* [BRIEF 1] When did the Data Engineering Zoomcamp begin, according to the Data Engineering Zoomcamp notes?
* [BRIEF 2] List every key topic that the Data Engineering Zoomcamp notes name as covered in week 1.
* [BRIEF 3] Continue the Data Engineering Zoomcamp notes from the sentence "We need to link them."

The Data Engineering Zoomcamp began on January 16, 2023. It offers free instruction on the most widely used technologies and tools in data engineering and the cloud. During week 1, participants learned how to build a data pipeline and retrieve and ingest data using Docker, Postgres, Docker-compose, Terraform and Google Cloud. Key topics covered in week 1 include: Docker, Postgres, Docker-compose, Terraform, Google Cloud, and Google VM.

Architecture diagram

Docker + Postgres

Introduction of the Docker

Docker is an open-source platform that allows developers to easily create, deploy, and run applications in containers. Containers are lightweight, portable, and self-sufficient environments that allow applications to run consistently across different environments.

Introduction of Postgres

Postgres is a versatile database that is designed for transactional purposes rather than analytics. Despite this, it is powerful and sometimes employed as a data warehouse solution.

Docker command

docker run hello-world
# -it: run iterative mode
docker run -it ubuntu bash  

docker run -it python:3.9
docker run -it --entrypoint=bash python:3.9
# build an image called taxi-ingest:v001
docker build -t taxi-ingest:v001 .

docker run -it test:pandas

Ingesting data into the database

Once you have created this Dockerfile, you can build the image by running the command docker build -t mypostgres . and then run it with docker run -p 5432:5432 mypostgres. This will start the container and map port 5432 on the host to port 5432 in the container. Dockerfile

FROM python:3.9.1

RUN apt-get install wget
RUN pip install pandas sqlalchemy psycopg2

WORKDIR /app
COPY ingest_data.py ingest_data.py

ENTRYPOINT [ "python", "ingest_data.py" ]

By running the above commands, your dataset will be loaded and ready for use in the postgres container.

Running Postgres locally with Docker

docker run -it \
 -e POSTGRES_USER="root" \
 -e POSTGRES_PASSWORD="root" \
 -e POSTGRES_DB="ny_taxi" \
 -v "$(pwd)/ny_taxi_postgres_data:/var/lib/postgresql/data"\
 -p 5432:5432 \
 postgres:13

To interact with Postgres in command line we can install pgcli.

# Install pgcli with pip
pip install pgcli
# Connect with the postgres
pgcli -h localhost -p 5432 -u root -d ny_taxi
# Check with tables
\dt

pgAdmin

It’s not convenient to use pgcli for data exploration and querying. Instead, we will use pgAdmin, the standard graphical tool for postgres. We can run it with docker. However, this docker container can’t access the postgres container. We need to link them.

* [INFORMATION SUPPLIED]
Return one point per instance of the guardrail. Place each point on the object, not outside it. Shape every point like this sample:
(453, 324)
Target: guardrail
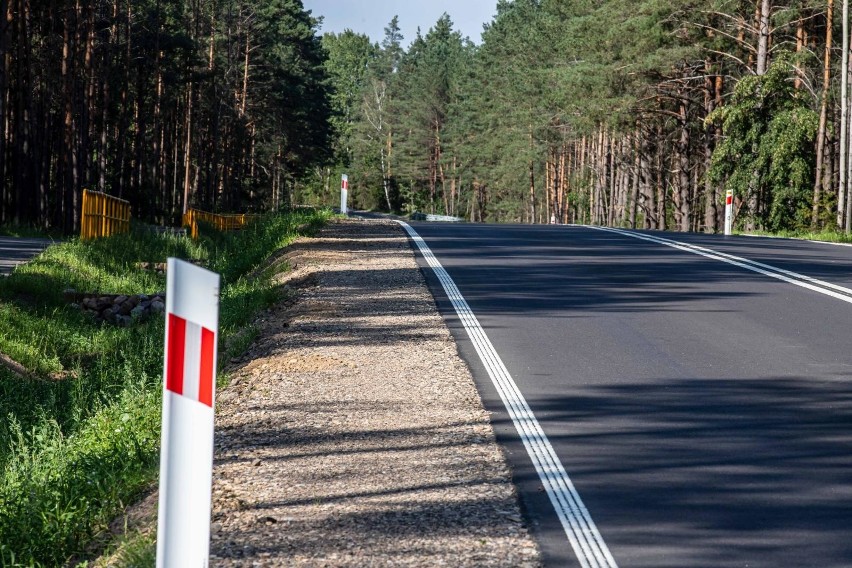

* [ANSWER 1] January 16, 2023

* [ANSWER 2] Docker, Postgres, Docker-compose, Terraform, Google Cloud, Google VM

* [ANSWER 3]
docker run -it \
  -e PGADMIN_DEFAULT_EMAIL="admin@admin.com" \
  -e PGADMIN_DEFAULT_PASSWORD="root" \
  -p 8080:80 \
  dpage/pgadmin4

pgAdmin UI

Docker Network

# To link the database with pgadmin
# Connect a container to a network
docker network create pgnetwork

docker run -it \
  -e POSTGRES_USER="root" \
  -e POSTGRES_PASSWORD="root" \
  -e POSTGRES_DB="ny_taxi" \
  -v "$(pwd)/ny_taxi_postgres_data:/var/lib/postgresql/data"\
  -p 5432:5432 \
  --name pgdatabase \
  --network pgnetwork \
  postgres:13

docker run -it \
  -e PGADMIN_DEFAULT_EMAIL="admin@admin.com" \
  -e PGADMIN_DEFAULT_PASSWORD="root" \
  -p 8080:80 \
  --name pgadmin \
  --network pgnetwork \
  dpage/pgadmin4

# Ingest data
docker run -it \
    --network=pgnetwork \
    taxi-ingest:v001 \
        --user=root \
        --password=root \
        --host=pgdatabase \
        --port=5432 \
        --db=ny_taxi \
        --table_name=green_taxi_trips \
        --url=${URL}

It works, but we need to keep two terminal tabs running, manually create a network - and a bunch of other things. Let’s use docker compose that will take care of that.

Docker-compose

Docker Compose is a powerful tool that makes it easy to define and run multi-container Docker applications, simplifying the process of development, testing, and deployment. It allows developers to define all the services and dependencies of an application in a single file, and then start, stop, and manage those services with simple commands. Docker Compose also allows developers to define networks and volumes that can be shared between services. The docker-compose.yml file is a YAML file that defines the services, networks, and volumes needed for the application.

# Start the application in "detached" mode: the containers run in the background and the terminal is free for other commands.
docker-compose up -d
# Stop and remove the containers
docker-compose down

docker-compose.yml

services:
  pgdatabase:
    image: postgres:13
    environment:
      - POSTGRES_USER=root
      - POSTGRES_PASSWORD=root
      - POSTGRES_DB=ny_taxi
    volumes:
      - "./ny_taxi_postgres_data:/var/lib/postgresql/data:rw"
    ports:
      - "5432:5432"
  pgadmin:
    image: dpage/pgadmin4
    environment:
      - PGADMIN_DEFAULT_EMAIL=admin@admin.com
      - PGADMIN_DEFAULT_PASSWORD=root
    ports:
      - "8080:80"

Terraform + Google Cloud Platform

Google Account

Step 1: Create a new google account and get free 300€.

Step 2: Create a new project.

Step 3: Create a service account

  • Assign the role as Viewer.

role

  • Create and download the key.

Install Google SDK

~ ./google-cloud-sdk/install.sh
Welcome to the Google Cloud CLI!
~ gcloud init


export GOOGLE_APPLICATION_CREDENTIALS="<path/to/your/service-account-authkeys>.json"

# Refresh token/session, and verify authentication
gcloud auth application-default login

Terraform

Terraform is an open-source infrastructure as code software tool that enables you to safely and predictably create, change, and improve infrastructure. First of all, follow the instruction to install Terraform.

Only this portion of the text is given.